### Description of the task:
Rewrite the entries below, beginning at the line that has "tag the white foam, one point per instance." and stopping after the line that has "<point>367,209</point>". Replace "white foam" with "white spray" and leave everything else unchanged.

### Supplied material:
════
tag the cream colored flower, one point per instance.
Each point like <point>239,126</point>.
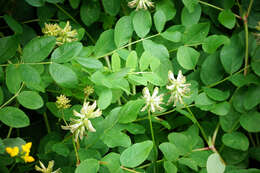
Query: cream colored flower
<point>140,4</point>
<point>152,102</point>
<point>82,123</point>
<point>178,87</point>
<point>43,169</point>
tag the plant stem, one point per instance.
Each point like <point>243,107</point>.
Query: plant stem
════
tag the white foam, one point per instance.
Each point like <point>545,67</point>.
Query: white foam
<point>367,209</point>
════
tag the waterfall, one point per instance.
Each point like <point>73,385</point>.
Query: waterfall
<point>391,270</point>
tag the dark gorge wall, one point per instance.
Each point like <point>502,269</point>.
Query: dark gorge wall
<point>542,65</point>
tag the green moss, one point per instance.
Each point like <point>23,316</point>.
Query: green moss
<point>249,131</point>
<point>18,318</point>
════
### Written answer:
tag the white spray, one point per instance.
Each point like <point>545,67</point>.
Query: white spray
<point>367,209</point>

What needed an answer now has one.